* BEGIN Supplied material *
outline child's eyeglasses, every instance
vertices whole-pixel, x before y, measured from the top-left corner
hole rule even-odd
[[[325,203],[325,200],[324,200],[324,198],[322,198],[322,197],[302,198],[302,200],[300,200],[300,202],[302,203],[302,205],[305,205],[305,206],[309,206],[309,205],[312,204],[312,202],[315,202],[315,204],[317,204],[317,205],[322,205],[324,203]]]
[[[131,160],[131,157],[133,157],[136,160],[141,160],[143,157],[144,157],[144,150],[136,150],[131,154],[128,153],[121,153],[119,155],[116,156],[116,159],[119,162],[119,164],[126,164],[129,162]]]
* END Supplied material *
> **Your goal**: Rewrite every line of the entries in full, adding 46 to each x and y vertex coordinate in the polygon outlines and keeping all other lines unchanged.

> **Solution to this exercise**:
outline child's eyeglasses, every instance
vertices whole-pixel, x before y, measured from the top-left corner
hole rule even-odd
[[[371,249],[371,246],[370,246],[370,244],[368,244],[368,243],[348,244],[348,246],[346,246],[346,248],[348,249],[348,251],[351,251],[351,252],[355,252],[355,251],[358,250],[358,248],[361,248],[361,250],[363,250],[363,251],[368,251],[370,249]]]
[[[177,206],[177,203],[179,203],[182,206],[187,206],[189,203],[190,203],[190,196],[182,196],[177,200],[174,199],[167,199],[165,201],[162,202],[162,205],[165,208],[165,210],[172,210],[175,208]]]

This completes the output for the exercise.